**TASK**
The line containing "Which pixel sits on the orange" and every line after it, through the last, are to be extracted exactly; no other lines belong in the answer.

Collection entries

'''

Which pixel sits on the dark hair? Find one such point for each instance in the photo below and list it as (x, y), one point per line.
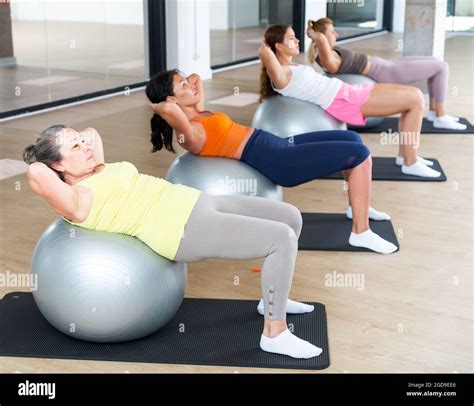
(321, 26)
(157, 90)
(275, 34)
(46, 148)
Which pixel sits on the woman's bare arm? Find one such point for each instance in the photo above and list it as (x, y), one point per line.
(63, 198)
(278, 75)
(190, 137)
(195, 79)
(328, 59)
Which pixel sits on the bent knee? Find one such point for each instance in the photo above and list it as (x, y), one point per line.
(295, 220)
(417, 99)
(354, 136)
(285, 237)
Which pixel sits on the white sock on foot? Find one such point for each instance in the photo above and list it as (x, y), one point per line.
(291, 307)
(446, 123)
(399, 161)
(432, 115)
(368, 239)
(373, 214)
(288, 344)
(418, 169)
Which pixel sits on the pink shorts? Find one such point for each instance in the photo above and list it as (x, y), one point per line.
(346, 106)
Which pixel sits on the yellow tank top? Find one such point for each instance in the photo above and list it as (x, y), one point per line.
(149, 208)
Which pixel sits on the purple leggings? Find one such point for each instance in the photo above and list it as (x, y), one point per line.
(413, 69)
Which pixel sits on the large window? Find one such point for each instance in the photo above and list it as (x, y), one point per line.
(237, 26)
(358, 17)
(460, 16)
(56, 50)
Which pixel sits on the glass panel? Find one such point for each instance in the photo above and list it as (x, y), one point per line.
(237, 26)
(460, 16)
(356, 17)
(70, 48)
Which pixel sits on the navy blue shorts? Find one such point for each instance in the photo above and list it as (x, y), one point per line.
(299, 159)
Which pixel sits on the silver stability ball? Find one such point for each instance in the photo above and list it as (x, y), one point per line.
(104, 287)
(285, 117)
(222, 176)
(354, 79)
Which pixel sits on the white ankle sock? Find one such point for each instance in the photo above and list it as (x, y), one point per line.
(368, 239)
(418, 169)
(373, 214)
(288, 344)
(446, 123)
(399, 161)
(291, 307)
(432, 115)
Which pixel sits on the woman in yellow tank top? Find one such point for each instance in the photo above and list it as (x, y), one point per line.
(67, 168)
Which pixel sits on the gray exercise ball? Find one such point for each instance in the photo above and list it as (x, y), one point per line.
(222, 176)
(354, 79)
(104, 287)
(285, 116)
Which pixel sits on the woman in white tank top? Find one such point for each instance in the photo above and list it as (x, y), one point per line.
(349, 103)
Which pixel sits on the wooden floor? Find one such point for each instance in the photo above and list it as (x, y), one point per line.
(416, 311)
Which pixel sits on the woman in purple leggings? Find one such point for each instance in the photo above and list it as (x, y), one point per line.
(401, 71)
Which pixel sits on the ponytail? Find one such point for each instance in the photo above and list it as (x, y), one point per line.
(157, 90)
(161, 134)
(29, 155)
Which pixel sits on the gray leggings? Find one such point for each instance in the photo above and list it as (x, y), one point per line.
(411, 69)
(244, 227)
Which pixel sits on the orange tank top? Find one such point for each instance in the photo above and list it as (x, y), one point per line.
(223, 136)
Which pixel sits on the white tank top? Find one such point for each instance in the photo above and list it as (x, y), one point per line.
(307, 84)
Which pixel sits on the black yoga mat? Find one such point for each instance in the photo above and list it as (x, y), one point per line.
(216, 332)
(330, 232)
(385, 169)
(391, 124)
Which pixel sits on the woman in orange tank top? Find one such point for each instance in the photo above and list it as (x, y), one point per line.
(178, 104)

'''

**THE SOLUTION**
Which pixel sits on the orange tank top? Find one such point for each instance in the photo above and list it as (x, y), one point per line.
(223, 136)
Which pixel sits on the white tank top? Find one such point for each instance in the photo above and list it as (x, y), one point per line.
(307, 84)
Which pixel sits on the black yoga mat? Find one such point for each instance in the photo above and list it as (x, y), one point per line.
(216, 332)
(330, 232)
(385, 169)
(391, 124)
Which pixel sits on the woman in orange tank top? Find one such point for each instance in the photo above and list it as (x, y), one point per line.
(178, 104)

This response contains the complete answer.